**Work item:** Print exactly the lines below between the line containing "the man's hand." and the line containing "the jacket lapel.", counting both of those lines. Leave pictures out.

**Material for this task:**
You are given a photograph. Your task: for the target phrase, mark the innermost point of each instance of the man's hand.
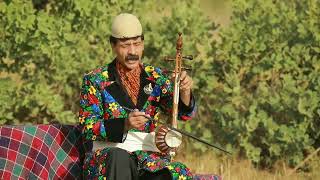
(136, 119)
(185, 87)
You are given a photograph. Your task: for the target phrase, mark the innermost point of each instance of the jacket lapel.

...

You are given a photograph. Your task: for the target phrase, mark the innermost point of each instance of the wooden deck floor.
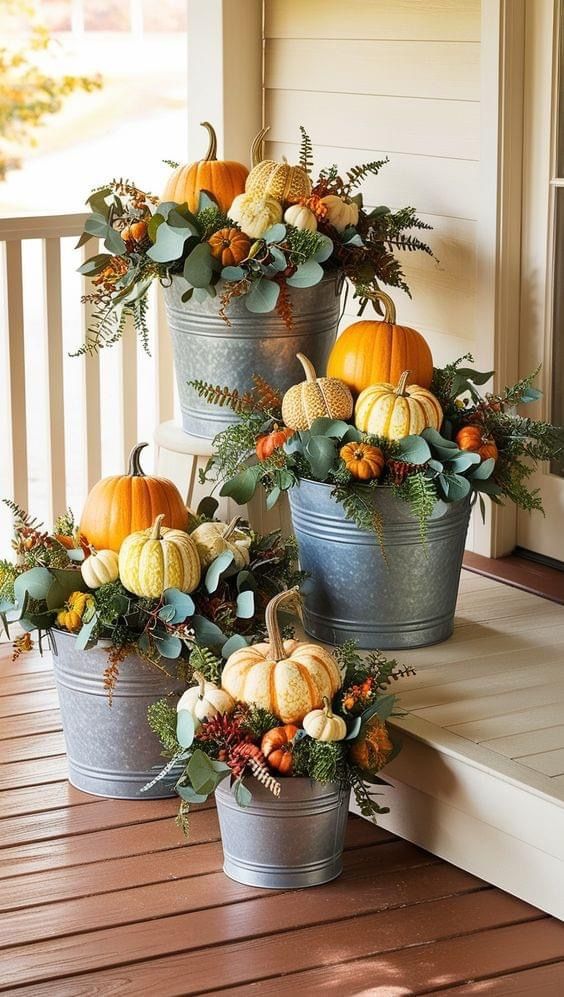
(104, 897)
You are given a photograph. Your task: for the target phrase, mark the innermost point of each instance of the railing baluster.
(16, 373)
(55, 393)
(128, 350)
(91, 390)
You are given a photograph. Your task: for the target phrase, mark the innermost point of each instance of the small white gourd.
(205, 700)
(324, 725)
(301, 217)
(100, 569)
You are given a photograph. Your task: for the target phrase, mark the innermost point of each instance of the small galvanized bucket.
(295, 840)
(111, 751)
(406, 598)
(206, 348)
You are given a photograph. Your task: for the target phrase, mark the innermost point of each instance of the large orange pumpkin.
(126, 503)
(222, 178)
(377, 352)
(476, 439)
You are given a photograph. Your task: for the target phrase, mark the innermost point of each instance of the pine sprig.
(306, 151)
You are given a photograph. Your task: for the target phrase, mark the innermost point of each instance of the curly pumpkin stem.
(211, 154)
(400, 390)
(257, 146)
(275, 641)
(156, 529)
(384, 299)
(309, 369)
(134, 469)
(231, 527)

**Task output:**
You are given a photograph. Your task: for the target phrase, mark the innermost point of each instance of the man's hand.
(136, 119)
(185, 87)
You are given a photograph. Your task: for the target phrase, mark the innermost point of each instance of the jacket lapel.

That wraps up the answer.